======== PAGE TEXT ========

Single by Shizuka Kudo

from the album Trinity
- Released: January 29, 1992
- Genre: Pop;
- Length: 5:01
- Label: Pony Canyon
- Songwriter(s): Gorō Matsui; Tsugutoshi Gotō;
- Producer(s): Tsugutoshi Gotō;

Shizuka Kudo singles chronology
| "Metamorphose" (1991) | "Mechakucha ni Naite Shimaitai" (1992) | "Urahara" (1992) |

Audio sample
- "Mechakucha ni Naite Shimaitai"file; help;

= Mechakucha ni Naite Shimaitai =

"Mechakucha ni Naite Shimaitai" (めちゃくちゃにいてしまいたい) is a song recorded by Japanese singer Shizuka Kudo, from her seventh studio album, Trinity. It was released through Pony Canyon as the album's lead single on January 29, 1992. Kudo performed the song on the 43rd Kōhaku Uta Gassen, marking her fifth consecutive appearance on the annual show. In 2007, Kudo recorded a self-cover of the song with a jazz arrangement for the compilation album Shizuka Kudo 20th Anniversary the Best, released in commemoration of her 20th anniversary.

======== SUPPLIED RECORDS ========

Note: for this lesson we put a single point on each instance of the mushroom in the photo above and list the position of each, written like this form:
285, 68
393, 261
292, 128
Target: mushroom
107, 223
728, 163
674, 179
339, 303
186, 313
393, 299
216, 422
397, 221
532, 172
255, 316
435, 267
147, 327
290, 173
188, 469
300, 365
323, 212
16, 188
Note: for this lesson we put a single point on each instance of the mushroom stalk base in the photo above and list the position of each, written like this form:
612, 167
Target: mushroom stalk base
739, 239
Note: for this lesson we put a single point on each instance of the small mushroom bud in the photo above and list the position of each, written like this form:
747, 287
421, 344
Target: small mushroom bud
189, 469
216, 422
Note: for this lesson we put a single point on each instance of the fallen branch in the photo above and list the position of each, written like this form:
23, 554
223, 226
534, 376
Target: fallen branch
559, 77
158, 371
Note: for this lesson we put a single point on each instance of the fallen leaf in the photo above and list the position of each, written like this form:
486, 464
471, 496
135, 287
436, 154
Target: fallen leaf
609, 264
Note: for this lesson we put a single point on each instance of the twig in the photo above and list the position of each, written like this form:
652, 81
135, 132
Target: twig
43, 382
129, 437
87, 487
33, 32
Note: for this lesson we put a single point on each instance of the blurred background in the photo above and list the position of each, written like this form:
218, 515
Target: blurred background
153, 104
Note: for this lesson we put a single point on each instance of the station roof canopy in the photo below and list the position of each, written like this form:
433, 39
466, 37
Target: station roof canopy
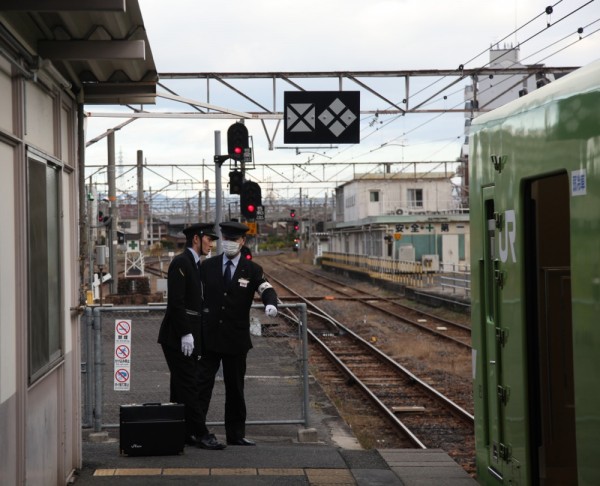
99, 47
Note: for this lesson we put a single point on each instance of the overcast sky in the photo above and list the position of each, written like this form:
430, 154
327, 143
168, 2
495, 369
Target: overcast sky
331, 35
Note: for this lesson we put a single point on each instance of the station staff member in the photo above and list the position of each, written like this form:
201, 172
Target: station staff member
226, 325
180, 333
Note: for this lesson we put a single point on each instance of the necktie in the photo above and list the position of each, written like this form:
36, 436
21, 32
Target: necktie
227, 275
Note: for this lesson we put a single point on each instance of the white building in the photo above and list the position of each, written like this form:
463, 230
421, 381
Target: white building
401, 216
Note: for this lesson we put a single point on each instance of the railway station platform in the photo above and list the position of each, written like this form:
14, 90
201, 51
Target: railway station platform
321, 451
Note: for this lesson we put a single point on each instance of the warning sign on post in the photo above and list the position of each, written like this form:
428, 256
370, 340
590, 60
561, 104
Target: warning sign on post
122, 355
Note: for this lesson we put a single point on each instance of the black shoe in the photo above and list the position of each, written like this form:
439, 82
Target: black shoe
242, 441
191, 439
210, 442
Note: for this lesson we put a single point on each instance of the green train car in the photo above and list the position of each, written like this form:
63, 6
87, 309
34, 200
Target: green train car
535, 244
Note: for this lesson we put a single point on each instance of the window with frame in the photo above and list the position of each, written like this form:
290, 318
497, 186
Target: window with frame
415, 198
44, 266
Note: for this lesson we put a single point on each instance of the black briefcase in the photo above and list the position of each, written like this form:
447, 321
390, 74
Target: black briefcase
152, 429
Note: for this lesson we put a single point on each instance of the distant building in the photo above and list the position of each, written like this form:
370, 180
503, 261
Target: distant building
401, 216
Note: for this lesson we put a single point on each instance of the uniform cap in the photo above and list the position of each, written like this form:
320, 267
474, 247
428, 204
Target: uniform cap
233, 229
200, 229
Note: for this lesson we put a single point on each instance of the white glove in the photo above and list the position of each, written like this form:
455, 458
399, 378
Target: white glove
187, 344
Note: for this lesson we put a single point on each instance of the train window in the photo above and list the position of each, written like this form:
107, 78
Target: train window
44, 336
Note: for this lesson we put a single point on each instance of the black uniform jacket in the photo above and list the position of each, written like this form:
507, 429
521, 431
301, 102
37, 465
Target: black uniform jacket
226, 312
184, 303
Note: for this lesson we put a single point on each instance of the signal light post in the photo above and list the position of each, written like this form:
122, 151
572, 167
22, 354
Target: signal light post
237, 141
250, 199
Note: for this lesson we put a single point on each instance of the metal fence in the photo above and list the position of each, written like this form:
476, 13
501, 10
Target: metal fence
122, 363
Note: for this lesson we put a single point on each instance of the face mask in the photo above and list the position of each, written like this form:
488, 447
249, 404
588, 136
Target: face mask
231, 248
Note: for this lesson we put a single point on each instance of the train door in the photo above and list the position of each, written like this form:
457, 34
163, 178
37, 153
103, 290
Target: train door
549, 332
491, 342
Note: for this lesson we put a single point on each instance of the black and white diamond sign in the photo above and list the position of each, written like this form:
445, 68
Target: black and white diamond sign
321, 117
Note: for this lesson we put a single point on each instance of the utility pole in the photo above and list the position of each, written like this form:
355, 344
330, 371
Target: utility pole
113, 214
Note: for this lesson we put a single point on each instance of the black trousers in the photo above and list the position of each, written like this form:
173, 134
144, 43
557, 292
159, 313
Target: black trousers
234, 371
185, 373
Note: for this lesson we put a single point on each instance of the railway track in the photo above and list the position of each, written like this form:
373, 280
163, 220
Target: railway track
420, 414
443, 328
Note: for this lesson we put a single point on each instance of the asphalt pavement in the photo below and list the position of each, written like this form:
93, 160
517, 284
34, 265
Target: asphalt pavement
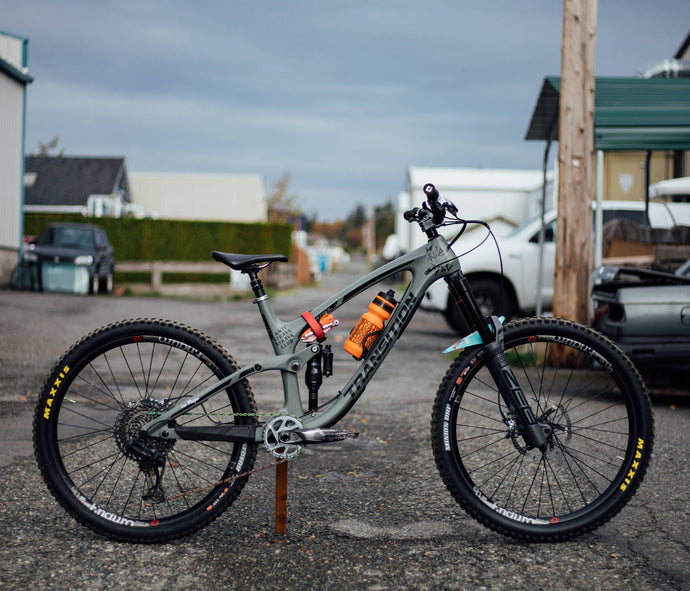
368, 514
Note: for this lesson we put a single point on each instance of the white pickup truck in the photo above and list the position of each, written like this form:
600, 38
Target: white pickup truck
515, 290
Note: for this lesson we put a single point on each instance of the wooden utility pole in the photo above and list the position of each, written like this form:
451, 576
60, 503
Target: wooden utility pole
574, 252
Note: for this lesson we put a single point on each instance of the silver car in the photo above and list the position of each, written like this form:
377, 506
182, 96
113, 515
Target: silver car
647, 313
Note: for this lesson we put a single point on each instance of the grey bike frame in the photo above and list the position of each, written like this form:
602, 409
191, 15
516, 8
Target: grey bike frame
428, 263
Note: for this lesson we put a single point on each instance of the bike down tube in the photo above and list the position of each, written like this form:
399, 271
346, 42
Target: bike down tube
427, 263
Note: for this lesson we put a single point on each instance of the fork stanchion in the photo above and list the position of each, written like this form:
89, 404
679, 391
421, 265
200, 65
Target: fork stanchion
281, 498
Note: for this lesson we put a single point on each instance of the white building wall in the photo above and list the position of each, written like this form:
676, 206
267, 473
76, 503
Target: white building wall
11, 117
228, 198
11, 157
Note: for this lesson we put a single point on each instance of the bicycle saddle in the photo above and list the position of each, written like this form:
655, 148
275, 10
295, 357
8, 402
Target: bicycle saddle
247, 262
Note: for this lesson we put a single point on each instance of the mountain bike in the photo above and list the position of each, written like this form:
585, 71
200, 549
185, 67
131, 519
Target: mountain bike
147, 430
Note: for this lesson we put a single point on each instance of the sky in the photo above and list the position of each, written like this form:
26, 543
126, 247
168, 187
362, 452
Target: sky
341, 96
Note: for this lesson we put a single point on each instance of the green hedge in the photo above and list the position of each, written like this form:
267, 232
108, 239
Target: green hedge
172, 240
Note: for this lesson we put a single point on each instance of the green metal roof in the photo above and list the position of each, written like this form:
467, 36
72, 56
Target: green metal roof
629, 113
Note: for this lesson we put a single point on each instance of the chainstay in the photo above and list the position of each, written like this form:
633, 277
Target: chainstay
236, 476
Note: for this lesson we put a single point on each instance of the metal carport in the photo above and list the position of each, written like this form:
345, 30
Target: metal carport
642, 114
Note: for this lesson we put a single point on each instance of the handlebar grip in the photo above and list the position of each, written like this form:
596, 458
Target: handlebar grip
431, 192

========
======== SUPPLIED RECORDS ========

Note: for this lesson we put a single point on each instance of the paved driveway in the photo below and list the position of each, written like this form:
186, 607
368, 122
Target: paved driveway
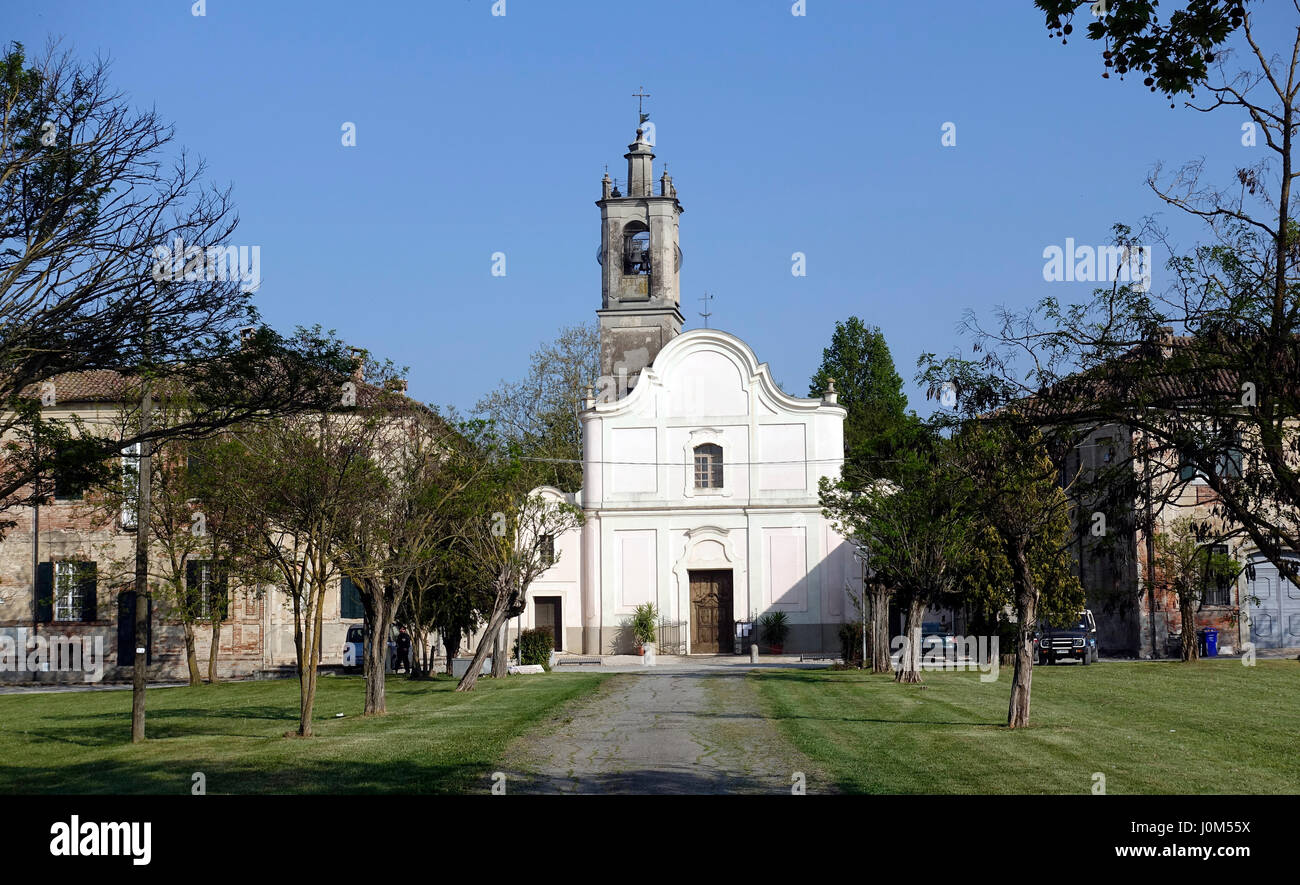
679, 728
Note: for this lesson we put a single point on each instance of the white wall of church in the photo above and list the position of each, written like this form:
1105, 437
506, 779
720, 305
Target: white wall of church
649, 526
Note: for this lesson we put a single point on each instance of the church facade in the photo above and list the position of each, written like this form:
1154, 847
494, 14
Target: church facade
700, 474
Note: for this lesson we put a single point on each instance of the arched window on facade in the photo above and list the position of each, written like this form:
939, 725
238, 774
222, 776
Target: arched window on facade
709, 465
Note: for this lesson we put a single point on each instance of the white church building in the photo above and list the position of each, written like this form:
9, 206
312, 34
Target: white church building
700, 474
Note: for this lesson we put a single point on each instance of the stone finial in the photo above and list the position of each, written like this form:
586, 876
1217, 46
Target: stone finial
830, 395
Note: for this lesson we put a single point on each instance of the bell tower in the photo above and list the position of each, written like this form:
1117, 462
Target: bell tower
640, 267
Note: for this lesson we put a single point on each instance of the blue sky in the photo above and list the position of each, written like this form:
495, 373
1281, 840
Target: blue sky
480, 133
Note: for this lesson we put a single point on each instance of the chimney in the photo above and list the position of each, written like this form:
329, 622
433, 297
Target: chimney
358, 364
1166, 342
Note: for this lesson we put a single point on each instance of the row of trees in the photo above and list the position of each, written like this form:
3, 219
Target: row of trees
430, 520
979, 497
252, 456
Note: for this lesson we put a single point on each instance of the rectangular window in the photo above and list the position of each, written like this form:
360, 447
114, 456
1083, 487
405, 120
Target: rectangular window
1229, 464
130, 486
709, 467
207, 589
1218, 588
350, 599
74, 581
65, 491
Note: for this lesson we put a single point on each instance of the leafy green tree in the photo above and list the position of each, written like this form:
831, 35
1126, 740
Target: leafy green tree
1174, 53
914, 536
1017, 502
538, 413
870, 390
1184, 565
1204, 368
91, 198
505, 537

========

## SHORT EXERCISE A
How would you sum up the article on the song "Mechakucha ni Naite Shimaitai" in two sentences?
## SHORT EXERCISE B
Carry on the article on the song "Mechakucha ni Naite Shimaitai" after its final sentence.

## EXERCISE ANSWER A
"Mechakucha ni Naite Shimaitai" is a song by Japanese singer Shizuka Kudo, released through Pony Canyon on January 29, 1992, as the lead single from her seventh studio album, Trinity. Kudo performed it on the 43rd Kōhaku Uta Gassen, and in 2007 she recorded a jazz-arranged self-cover for the compilation album Shizuka Kudo 20th Anniversary the Best.

## EXERCISE ANSWER B
==Background==
"Mechakucha ni Naite Shimaitai" was written by Gorō Matsui, composed by Tsugutoshi Gotō and arranged by Gotō and Satoshi Kadokura. Lyrically, the song deals with the theme of heartbreak. Matsui writes about a protagonist wallowing in self-pity and pondering whether she will find peace at night if she lets herself "cry like crazy". The song has been described as an "epic waltz". Kudo was praised for her versatility as a vocalist, and specifically for her compelling delivery of Matsui's lyrics, which received acclaim for perfectly capturing the heartache of separation.

Comedian Sanma Akashiya has listed "Mechakucha ni Naite Shimaitai" as one of his favorite songs. Akashiya was in attendance at Kudo's concert celebrating her 20th anniversary, where she performed the song and dedicated it to him.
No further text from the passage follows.